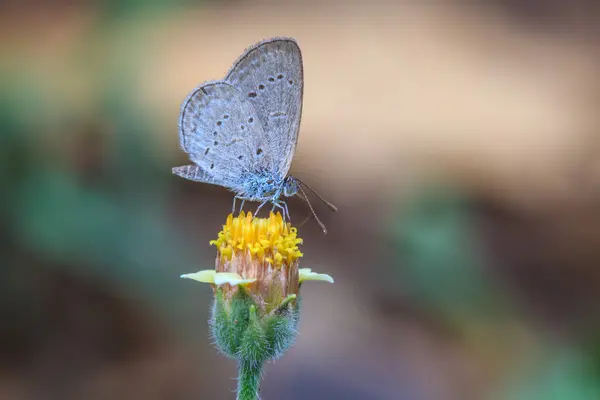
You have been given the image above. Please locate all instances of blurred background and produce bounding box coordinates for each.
[2,0,600,399]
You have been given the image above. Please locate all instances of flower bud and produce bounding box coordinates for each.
[181,212,333,364]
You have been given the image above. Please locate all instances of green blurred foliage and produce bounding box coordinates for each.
[499,349,600,400]
[0,3,208,331]
[390,184,600,398]
[390,184,509,322]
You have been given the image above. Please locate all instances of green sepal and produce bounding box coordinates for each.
[264,295,300,360]
[238,305,269,367]
[210,288,236,357]
[210,288,301,364]
[229,288,255,350]
[210,287,254,358]
[264,315,296,360]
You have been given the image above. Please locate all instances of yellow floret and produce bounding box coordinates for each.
[210,212,303,266]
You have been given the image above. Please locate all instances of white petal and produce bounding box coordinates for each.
[213,272,256,286]
[299,268,334,283]
[180,270,216,283]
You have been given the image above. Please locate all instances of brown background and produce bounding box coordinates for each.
[2,1,600,399]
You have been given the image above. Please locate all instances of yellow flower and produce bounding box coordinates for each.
[209,211,303,266]
[182,212,333,314]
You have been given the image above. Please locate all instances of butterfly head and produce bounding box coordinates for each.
[283,176,299,197]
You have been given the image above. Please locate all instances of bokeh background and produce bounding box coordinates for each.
[2,0,600,399]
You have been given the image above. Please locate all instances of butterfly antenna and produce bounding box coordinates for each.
[295,194,313,229]
[297,215,312,229]
[295,179,338,212]
[297,184,328,234]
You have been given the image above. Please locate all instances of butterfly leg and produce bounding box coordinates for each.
[255,200,269,216]
[282,201,290,220]
[271,200,290,221]
[271,201,284,218]
[232,196,248,215]
[270,201,285,215]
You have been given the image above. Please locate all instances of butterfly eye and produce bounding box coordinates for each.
[266,179,274,184]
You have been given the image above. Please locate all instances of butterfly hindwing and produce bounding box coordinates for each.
[179,81,275,185]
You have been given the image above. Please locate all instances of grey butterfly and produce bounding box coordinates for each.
[173,37,337,233]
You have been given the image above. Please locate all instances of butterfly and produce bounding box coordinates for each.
[172,37,336,233]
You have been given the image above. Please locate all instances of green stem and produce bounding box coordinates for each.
[237,359,263,400]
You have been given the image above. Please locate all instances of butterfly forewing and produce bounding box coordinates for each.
[226,38,303,178]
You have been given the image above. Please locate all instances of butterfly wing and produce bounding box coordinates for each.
[172,164,218,184]
[225,37,303,178]
[178,81,273,186]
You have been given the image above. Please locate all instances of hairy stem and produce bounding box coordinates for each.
[237,359,263,400]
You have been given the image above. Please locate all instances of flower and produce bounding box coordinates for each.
[181,211,333,314]
[181,212,333,399]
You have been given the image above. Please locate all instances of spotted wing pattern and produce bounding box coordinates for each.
[177,81,274,185]
[226,38,303,177]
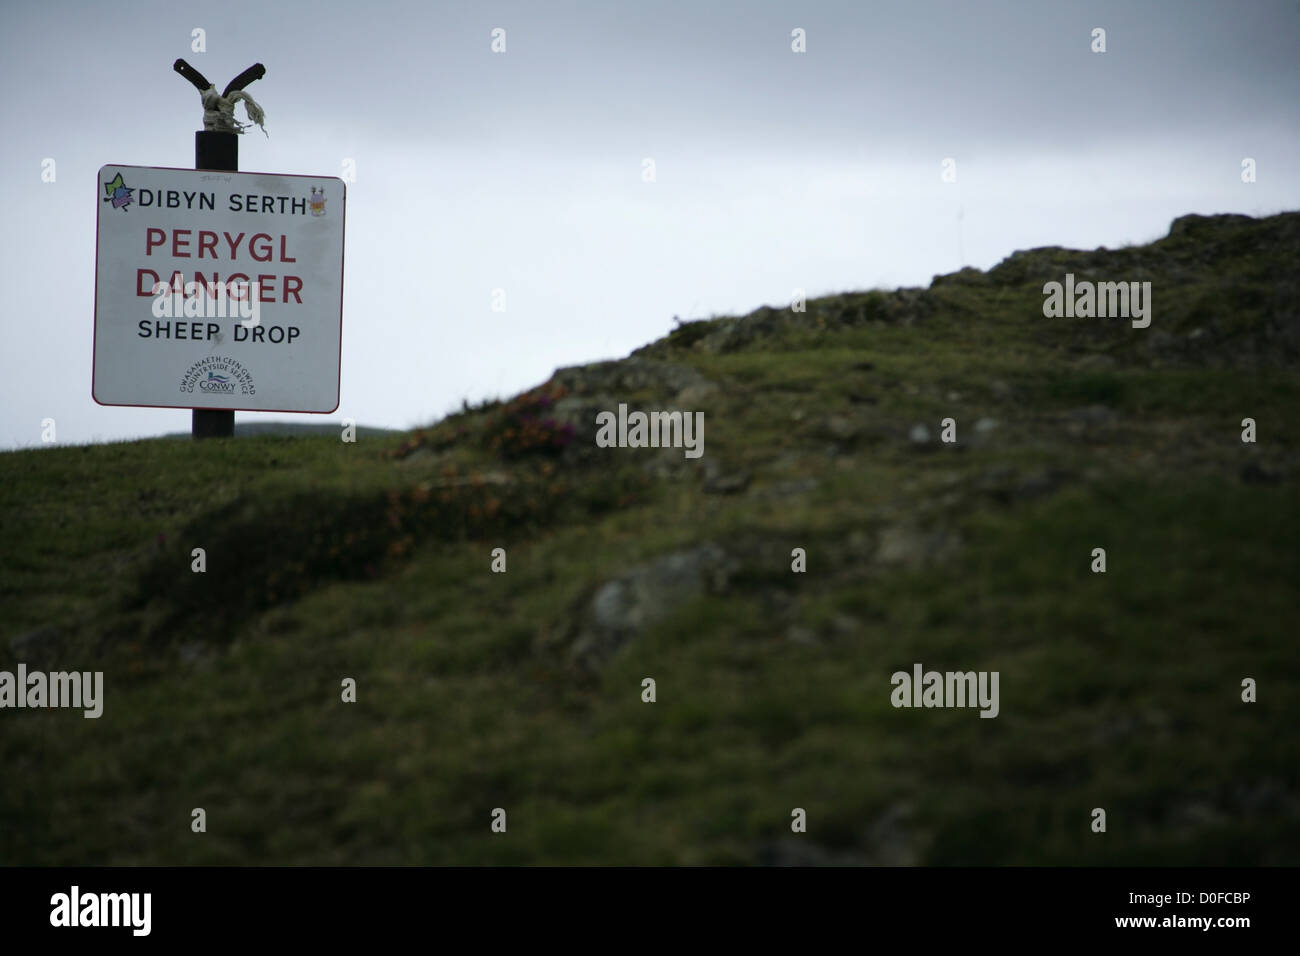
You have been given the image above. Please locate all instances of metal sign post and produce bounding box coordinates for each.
[174,58,265,439]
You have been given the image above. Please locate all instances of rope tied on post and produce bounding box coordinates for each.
[200,85,267,135]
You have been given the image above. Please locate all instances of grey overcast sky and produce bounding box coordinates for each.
[2,0,1298,448]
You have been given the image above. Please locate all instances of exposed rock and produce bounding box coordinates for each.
[551,358,718,401]
[824,415,860,442]
[637,290,936,356]
[930,266,990,288]
[675,383,719,406]
[689,307,789,354]
[543,359,719,466]
[989,379,1013,399]
[566,543,737,668]
[784,625,817,646]
[703,469,751,495]
[875,525,961,568]
[1167,212,1258,239]
[817,289,934,328]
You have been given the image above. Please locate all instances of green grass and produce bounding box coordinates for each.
[2,212,1298,865]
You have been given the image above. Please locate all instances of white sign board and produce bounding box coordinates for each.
[94,164,345,412]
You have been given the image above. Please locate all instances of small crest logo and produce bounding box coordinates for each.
[103,172,134,211]
[180,356,254,396]
[309,187,326,216]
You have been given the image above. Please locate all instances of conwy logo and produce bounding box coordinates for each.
[180,357,256,397]
[202,371,234,392]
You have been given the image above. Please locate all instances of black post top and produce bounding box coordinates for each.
[222,63,266,98]
[173,58,212,92]
[173,58,266,97]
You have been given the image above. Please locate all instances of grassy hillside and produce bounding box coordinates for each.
[2,212,1297,865]
[159,422,402,440]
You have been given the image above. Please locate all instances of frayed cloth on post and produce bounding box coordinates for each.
[199,86,267,136]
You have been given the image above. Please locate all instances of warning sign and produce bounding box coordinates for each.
[93,164,345,413]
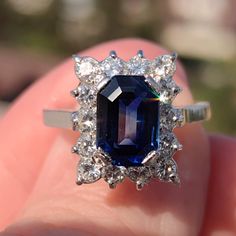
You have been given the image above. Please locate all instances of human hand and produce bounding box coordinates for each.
[0,39,235,236]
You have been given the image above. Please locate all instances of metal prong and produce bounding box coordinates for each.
[109,183,116,189]
[70,88,79,97]
[137,50,144,58]
[177,143,183,151]
[178,144,183,151]
[172,84,182,94]
[72,54,81,63]
[97,77,111,91]
[169,174,180,185]
[172,142,183,151]
[109,50,117,59]
[76,178,83,185]
[170,52,178,62]
[142,150,158,165]
[136,181,144,191]
[71,145,78,154]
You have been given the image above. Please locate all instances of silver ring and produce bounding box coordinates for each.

--------

*WORK INSTRUCTION:*
Set the pictures aside and transcribe the data above exactly.

*REPLY TO THE EXERCISE:*
You have been given the image above. Please locate all instances of blurred background and produce bounding box coordinates for each.
[2,0,600,399]
You have been given the image above. Please locate all instances of flower bud and produce bounding box coordinates for each.
[181,212,333,364]
You have been given the image above. Please locate all instances of green blurred foliage and produce bounding box coordinates for each.
[499,349,600,400]
[0,3,208,331]
[390,184,600,398]
[390,184,509,322]
You have been given the image above. Please locate all instances of green sepal and produce bounding box coordinates for each.
[264,295,300,360]
[238,305,269,367]
[210,288,236,357]
[210,288,301,364]
[229,288,255,350]
[210,287,254,358]
[264,315,296,360]
You have been given the image above. Please locate all instances of yellow floret and produce bounding box coordinates for each.
[210,212,303,266]
You have been given the image above. Please locate all instances of white petal and produce bounding box coordinates for each.
[213,272,256,286]
[299,268,334,283]
[180,270,216,283]
You have been given the image above. Please locate all instances of brown background and produce bounding box coordinates for each.
[2,1,600,399]
You have been given the image above. Please locate all instances of yellow flower and produce bounding box coordinates for each.
[209,211,303,266]
[182,212,333,314]
You have been given the image above. Please locate all instances of butterfly head and produce bounding box coordinates for each.
[283,176,299,197]
You have been given the image above. Please locate all instances of bokeh background and produce bounding box coordinates for each.
[2,0,600,399]
You have been given the image above. Please locate all instances of butterfly antenna and produce bounding box coordinates for each.
[295,194,313,229]
[297,215,312,229]
[295,179,338,212]
[297,184,328,234]
You have been given the image above. Please locate all instances of butterfly leg and produce bounding box coordinates for each.
[255,200,269,216]
[282,201,290,220]
[271,200,290,221]
[271,201,284,218]
[232,196,248,215]
[270,201,285,215]
You have been given the image above. Please locate all instances of butterfly eye and produce bounding box coordinates for each.
[266,179,274,184]
You have been given the image above. Please locate all instances of butterfly hindwing and produce bounding box coordinates for each.
[179,81,275,185]
You have been given the image above. Please locate all instances of grey butterfly and produce bounding box coordinates for each.
[173,37,337,233]
You have been given the image above. Please locate all instances of butterfly and produce bounding box coordinates for each.
[172,37,336,233]
You have been given the image above. Please locate all instances of green stem and produce bounding box coordinates for each.
[237,359,263,400]
You have been given the image above. Please locate all instances of butterfly forewing and produce bounding box coordinates for each.
[226,38,303,178]
You have been given the image above. Please locate all instances of butterfly wing and produce bounding box coordinates for each.
[172,164,218,184]
[225,37,303,178]
[178,81,273,186]
You have been given the image above. Please locate all instances of hairy stem and produce bounding box coordinates for each.
[237,359,263,400]
You have been given the image above. Please locate all instances of flower and produce bounding box coordinates for each.
[181,211,333,314]
[181,212,333,399]
You have been given the image above. Please locate all instances of spotted wing pattern and produce bounding box coordinates for each.
[177,81,274,185]
[226,38,303,177]
You have been given the image above. Please locate all instances of metal sign post and produce bounding box coordinates for each.
[174,58,265,439]
You have been given the image above. Please locate all instances of rope tied on post and produce bounding box coordinates for each.
[200,85,267,135]
You have been given the image above. Please locate all instances of grey overcast sky and produce bounding box coordinates for each.
[2,0,1298,448]
You have been given the image above. Please locate all instances of exposed rock and produce bounding box coordinates for each.
[551,358,718,401]
[824,415,860,442]
[637,290,936,356]
[930,266,990,288]
[675,383,719,406]
[689,307,789,354]
[543,359,719,466]
[989,379,1013,399]
[566,543,737,668]
[784,625,817,646]
[703,469,751,495]
[875,525,961,568]
[1167,212,1258,239]
[817,289,934,328]
You have been given the image above. Please locate all instances of green grass and produce bounding box coordinates for each.
[2,212,1298,865]
You have been given the image above. Please locate all instances of white sign board and produce bounding box coordinates for each.
[94,164,345,412]
You have been given the image above. Please locate all instances of small crest logo and produce bounding box coordinates for each.
[103,172,134,211]
[180,356,254,396]
[309,187,326,216]
You have been given the image above. Please locate all instances of conwy logo and produce bounding box coordinates for each.
[180,357,256,397]
[202,371,234,392]
You have been given the image above. Please locate all instances of black post top and produce bounding box coordinates for each.
[222,63,266,98]
[173,58,212,92]
[173,58,266,97]
You have been given the image above. Please locate all instances of grassy hillside and produce bounding box coordinates for each.
[2,212,1297,865]
[159,422,402,440]
You have been given the image above. Please locate all instances of frayed cloth on post and produce bounding box coordinates for each.
[199,86,267,136]
You have been given the image above. Please locate all instances of warning sign and produce bounding box coordinates for each.
[93,164,345,413]
You have been given the image above. Please locate all instances of human hand and produce bounding box coordinates for each.
[0,39,235,236]
You have been given the image above. Please locate all instances of metal prong and produce bounding box coordinates for each.
[109,183,116,189]
[70,88,79,97]
[137,50,144,58]
[177,143,183,151]
[178,144,183,151]
[172,84,182,94]
[72,54,81,63]
[97,77,111,91]
[169,174,180,185]
[172,142,183,151]
[109,50,117,59]
[76,178,83,185]
[170,52,178,62]
[142,150,158,165]
[136,181,144,191]
[71,145,78,154]
You have been given the image above. Please locate all instances of silver ring and produce bounding box coordinates for each.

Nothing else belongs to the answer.